- Direction -
Repeat, unchanged, the lines from the one containing "1129, row 96." up to and including the one containing "column 1024, row 736".

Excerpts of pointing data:
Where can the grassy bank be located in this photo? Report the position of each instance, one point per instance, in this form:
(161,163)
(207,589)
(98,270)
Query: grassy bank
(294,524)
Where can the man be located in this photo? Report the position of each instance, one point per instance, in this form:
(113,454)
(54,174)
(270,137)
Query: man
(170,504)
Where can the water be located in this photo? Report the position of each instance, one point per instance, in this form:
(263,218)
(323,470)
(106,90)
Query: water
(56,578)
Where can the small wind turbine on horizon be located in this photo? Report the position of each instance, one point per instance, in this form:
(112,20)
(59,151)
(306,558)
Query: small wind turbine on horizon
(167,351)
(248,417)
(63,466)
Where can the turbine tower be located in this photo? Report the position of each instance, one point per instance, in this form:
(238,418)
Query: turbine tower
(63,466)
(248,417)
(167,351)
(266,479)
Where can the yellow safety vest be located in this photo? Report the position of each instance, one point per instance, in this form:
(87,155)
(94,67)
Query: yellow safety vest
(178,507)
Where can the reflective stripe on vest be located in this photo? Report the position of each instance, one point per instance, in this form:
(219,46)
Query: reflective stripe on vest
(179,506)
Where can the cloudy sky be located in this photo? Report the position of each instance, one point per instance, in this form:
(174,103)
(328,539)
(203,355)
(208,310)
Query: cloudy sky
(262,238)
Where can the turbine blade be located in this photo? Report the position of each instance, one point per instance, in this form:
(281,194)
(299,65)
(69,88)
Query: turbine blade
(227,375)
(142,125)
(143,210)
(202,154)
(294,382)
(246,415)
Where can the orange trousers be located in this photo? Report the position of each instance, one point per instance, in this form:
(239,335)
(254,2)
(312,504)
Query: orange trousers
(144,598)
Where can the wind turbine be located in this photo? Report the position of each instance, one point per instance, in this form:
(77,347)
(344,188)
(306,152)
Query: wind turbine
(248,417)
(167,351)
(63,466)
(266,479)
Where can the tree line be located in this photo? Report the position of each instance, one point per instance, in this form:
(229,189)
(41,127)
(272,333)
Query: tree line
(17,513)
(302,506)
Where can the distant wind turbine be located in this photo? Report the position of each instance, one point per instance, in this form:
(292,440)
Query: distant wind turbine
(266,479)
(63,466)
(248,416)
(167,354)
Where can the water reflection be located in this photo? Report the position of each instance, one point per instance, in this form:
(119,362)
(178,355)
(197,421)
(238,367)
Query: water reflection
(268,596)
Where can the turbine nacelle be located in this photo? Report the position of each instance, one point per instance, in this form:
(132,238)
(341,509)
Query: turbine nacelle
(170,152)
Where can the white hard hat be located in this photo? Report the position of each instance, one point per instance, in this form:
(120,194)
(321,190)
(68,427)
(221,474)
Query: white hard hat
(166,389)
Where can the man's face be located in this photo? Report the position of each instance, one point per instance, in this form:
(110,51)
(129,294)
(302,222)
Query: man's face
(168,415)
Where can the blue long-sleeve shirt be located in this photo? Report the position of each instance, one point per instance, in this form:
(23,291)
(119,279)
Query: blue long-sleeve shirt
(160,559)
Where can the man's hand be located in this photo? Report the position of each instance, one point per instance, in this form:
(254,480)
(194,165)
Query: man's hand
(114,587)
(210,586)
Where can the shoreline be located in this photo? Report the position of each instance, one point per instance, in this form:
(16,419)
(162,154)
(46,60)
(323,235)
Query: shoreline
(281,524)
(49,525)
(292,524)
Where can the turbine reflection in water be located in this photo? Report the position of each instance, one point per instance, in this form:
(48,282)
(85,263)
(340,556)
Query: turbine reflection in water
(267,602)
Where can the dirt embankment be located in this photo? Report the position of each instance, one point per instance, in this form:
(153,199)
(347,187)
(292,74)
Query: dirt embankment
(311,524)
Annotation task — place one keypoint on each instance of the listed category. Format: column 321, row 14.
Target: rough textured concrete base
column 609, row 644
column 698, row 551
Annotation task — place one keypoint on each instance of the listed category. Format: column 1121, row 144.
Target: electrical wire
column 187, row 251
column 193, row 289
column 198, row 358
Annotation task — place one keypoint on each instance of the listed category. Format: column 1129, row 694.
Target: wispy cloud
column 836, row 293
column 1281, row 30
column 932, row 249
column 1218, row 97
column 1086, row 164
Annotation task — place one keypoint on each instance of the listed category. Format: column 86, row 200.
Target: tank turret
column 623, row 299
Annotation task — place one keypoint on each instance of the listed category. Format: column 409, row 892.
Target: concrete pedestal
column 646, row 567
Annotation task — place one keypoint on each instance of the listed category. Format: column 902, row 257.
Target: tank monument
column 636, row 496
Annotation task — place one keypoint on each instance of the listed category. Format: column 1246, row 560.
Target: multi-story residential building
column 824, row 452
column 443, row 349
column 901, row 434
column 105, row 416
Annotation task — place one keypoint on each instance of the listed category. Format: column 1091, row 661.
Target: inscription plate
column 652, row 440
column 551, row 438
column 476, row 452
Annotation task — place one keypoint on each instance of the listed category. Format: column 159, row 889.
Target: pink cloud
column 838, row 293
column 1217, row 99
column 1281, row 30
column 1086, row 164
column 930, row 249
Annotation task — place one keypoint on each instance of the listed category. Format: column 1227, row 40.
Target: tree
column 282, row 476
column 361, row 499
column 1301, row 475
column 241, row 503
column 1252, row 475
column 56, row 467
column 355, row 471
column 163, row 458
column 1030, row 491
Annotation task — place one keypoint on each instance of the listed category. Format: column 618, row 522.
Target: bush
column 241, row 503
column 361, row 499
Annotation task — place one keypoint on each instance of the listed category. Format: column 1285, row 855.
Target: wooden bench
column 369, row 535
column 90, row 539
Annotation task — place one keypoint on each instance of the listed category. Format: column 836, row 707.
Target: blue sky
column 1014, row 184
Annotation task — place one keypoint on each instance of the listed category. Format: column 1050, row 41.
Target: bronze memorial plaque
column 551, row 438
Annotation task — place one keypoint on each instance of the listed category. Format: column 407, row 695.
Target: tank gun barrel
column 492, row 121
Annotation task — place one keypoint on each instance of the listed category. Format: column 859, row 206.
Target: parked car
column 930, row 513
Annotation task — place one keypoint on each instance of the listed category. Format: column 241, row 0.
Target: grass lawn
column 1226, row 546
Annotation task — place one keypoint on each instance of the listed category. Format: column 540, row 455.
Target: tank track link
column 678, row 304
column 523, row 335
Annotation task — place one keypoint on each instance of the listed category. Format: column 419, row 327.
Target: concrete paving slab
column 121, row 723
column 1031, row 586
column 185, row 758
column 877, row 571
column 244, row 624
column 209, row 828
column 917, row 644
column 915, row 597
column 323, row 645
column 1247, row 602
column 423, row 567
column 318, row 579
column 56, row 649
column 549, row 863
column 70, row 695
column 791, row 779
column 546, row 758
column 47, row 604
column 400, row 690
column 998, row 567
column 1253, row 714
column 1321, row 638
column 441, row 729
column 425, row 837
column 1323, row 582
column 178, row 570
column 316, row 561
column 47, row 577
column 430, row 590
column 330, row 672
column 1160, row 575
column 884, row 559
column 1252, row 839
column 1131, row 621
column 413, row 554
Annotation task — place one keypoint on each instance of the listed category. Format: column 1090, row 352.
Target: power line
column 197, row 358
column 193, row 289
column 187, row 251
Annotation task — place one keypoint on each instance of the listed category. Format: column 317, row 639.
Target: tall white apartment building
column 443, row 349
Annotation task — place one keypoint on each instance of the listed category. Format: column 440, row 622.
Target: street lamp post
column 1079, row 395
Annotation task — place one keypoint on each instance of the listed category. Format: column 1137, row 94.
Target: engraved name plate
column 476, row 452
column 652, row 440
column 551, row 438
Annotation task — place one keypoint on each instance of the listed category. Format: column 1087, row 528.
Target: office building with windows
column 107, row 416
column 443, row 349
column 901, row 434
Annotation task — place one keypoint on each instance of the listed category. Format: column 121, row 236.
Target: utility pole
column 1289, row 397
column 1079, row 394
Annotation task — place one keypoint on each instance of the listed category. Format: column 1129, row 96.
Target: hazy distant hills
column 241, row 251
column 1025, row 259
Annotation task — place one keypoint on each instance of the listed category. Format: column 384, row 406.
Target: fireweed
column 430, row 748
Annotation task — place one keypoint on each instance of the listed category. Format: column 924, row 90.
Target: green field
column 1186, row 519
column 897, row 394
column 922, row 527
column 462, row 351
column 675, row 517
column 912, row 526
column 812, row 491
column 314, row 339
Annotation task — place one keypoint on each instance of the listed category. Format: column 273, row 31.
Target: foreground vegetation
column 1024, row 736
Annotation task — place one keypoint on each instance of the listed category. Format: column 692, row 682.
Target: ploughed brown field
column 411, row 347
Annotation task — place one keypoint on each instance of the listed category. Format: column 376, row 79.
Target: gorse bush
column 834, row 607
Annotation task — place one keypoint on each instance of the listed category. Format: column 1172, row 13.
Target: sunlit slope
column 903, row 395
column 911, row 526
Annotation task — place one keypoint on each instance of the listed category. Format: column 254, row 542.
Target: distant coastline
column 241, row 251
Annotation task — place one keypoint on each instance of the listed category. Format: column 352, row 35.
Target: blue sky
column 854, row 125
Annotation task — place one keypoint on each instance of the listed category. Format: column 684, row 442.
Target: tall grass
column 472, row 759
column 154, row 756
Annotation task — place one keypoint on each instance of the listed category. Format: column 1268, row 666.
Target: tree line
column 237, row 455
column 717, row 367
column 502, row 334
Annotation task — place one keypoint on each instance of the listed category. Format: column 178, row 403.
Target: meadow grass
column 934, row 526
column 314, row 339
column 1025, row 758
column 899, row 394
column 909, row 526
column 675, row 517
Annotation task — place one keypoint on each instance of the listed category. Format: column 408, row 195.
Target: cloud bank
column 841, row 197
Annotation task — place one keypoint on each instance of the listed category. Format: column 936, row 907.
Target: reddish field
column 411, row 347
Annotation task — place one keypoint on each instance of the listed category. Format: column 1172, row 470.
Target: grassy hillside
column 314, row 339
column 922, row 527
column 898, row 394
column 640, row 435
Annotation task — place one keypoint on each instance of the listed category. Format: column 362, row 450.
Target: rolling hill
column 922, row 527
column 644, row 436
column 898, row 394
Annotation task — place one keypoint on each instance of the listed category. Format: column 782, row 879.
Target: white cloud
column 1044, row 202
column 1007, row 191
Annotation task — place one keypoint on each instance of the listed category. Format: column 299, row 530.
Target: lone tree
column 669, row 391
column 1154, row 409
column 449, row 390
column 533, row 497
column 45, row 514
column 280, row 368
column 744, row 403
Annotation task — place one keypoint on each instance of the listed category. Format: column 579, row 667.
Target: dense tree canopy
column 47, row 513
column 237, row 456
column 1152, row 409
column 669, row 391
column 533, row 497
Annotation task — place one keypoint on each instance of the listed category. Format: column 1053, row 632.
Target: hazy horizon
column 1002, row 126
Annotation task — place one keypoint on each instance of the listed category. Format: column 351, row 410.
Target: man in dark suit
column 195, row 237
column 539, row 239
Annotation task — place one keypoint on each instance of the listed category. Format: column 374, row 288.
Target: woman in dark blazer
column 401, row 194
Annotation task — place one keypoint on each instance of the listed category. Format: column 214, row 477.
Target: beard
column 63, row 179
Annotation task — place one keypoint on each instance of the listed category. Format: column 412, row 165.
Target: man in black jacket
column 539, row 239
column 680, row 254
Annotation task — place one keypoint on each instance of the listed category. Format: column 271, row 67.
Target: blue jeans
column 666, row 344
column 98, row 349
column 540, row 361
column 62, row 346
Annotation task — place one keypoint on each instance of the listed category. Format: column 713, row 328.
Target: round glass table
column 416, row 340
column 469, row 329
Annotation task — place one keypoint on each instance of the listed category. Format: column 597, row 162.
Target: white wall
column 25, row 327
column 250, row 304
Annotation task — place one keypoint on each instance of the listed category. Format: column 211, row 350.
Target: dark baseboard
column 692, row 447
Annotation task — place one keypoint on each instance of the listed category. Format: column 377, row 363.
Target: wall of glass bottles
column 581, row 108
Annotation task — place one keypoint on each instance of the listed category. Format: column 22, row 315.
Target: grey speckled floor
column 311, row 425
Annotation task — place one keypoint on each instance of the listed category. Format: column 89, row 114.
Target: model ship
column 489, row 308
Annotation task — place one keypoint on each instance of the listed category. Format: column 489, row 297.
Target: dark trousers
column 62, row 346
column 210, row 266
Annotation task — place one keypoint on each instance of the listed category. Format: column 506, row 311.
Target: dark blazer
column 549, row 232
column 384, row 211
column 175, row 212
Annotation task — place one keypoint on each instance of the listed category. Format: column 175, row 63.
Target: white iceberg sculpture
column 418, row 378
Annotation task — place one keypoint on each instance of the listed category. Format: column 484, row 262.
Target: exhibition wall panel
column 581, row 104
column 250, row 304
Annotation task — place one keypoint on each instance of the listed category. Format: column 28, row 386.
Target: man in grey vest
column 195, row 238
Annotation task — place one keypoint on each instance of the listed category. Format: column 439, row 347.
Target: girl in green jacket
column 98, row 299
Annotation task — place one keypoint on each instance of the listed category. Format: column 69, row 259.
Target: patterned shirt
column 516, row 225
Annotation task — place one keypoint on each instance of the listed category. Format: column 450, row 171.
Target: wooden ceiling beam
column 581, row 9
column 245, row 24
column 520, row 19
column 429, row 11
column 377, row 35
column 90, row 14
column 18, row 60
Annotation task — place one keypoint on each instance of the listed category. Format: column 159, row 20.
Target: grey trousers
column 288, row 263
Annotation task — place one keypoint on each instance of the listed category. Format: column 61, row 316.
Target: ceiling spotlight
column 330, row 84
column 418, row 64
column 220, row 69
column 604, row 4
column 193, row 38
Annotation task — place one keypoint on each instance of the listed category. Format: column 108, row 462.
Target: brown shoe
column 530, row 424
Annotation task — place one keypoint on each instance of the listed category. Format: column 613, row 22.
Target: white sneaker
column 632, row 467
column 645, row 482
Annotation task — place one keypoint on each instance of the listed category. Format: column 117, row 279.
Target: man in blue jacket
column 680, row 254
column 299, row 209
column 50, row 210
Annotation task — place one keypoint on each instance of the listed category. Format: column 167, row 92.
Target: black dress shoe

- Reply to the task -
Annotation task — place one keypoint on each instance of the listed category. Format: column 1129, row 96.
Target: hazy distant hills
column 241, row 251
column 1025, row 259
Annotation task — place one keypoint on each instance of the listed category. Format: column 384, row 406.
Target: fireweed
column 430, row 748
Annotation task — place one keypoint on each instance of the listed category. Format: column 924, row 90.
Target: green field
column 1186, row 519
column 897, row 394
column 922, row 527
column 462, row 351
column 675, row 517
column 912, row 526
column 812, row 491
column 314, row 339
Annotation task — place one keypoint on each instance of the listed category. Format: column 273, row 31.
Target: foreground vegetation
column 1024, row 736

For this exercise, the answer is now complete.